Stated task 1
In the commentary on the IRL scam, write out the passage starting at "Yeah, when you’re" and ending at "over the books.", replacing "Softbank" with "the investor".
Stated task 2
According to the commentary on the IRL scam, how much did the global investment firm buy in for?
Stated task 3
Using the commentary on the IRL scam, explain why it was going to be difficult to keep the bot scheme a secret.

Given text
Yeah, when you’re writing Jira tickets to pump bots into every public group, it’s going to be difficult to keep things a secret when a global investment firm buys in for $150 million. Softbank is not known for doing much due diligence before throwing huge sums of money at startups making bold claims, but given their recent history they’ve clearly hired a few people to go over the books.
I know we keep talking about these types of scams and they show no signs of stopping but, again, what was Shafi’s end game here? Did he think Softbank would let him waltz off with tens of millions and just write off IRL as a failed investment? I mean, to be fair to him, they’ve done it before, but there’s a distinct difference between ‘fluffing’ your numbers and projecting you’ll have meteoric growth, some day, if only Daddy Son gives you a hundred million to make it happen, and simply lying about your existing business to the tune of ninety-five percent. One of those things probably should be illegal but is currently not, and one is definitely illegal and will get you in trouble.
Trump
Speaking of putting your crimes in writing, let’s talk about the ‘big’ (gigantic air quotes) political news of the last couple weeks - Trump’s new indictment for trying to do a coup, and the superseding indictments in the documents case in Florida.

Extracted records
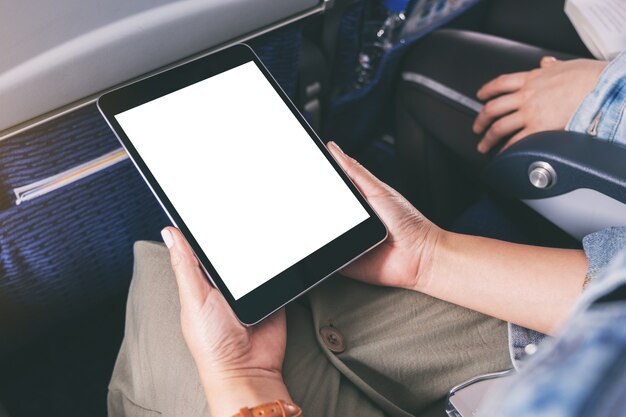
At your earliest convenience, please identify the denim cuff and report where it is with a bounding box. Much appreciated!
[565,51,626,144]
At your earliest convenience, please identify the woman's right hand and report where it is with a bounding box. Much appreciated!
[328,142,444,289]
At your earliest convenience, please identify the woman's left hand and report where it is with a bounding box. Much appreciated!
[473,57,607,153]
[162,227,290,417]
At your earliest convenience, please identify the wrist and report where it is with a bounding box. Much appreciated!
[200,370,292,417]
[412,226,446,294]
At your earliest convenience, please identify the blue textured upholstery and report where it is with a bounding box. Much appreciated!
[0,26,301,350]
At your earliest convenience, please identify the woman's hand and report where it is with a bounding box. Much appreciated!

Exercise solution 1
Yeah, when you’re writing Jira tickets to pump bots into every public group, it’s going to be difficult to keep things a secret when a global investment firm buys in for $150 million. the investor is not known for doing much due diligence before throwing huge sums of money at startups making bold claims, but given their recent history they’ve clearly hired a few people to go over the books.

Exercise solution 2
$150 million.

Exercise solution 3
The scheme was put in writing as Jira tickets to pump bots into every public group, and a global investment firm was buying in for $150 million. Given its recent history, Softbank had clearly hired a few people to go over the books.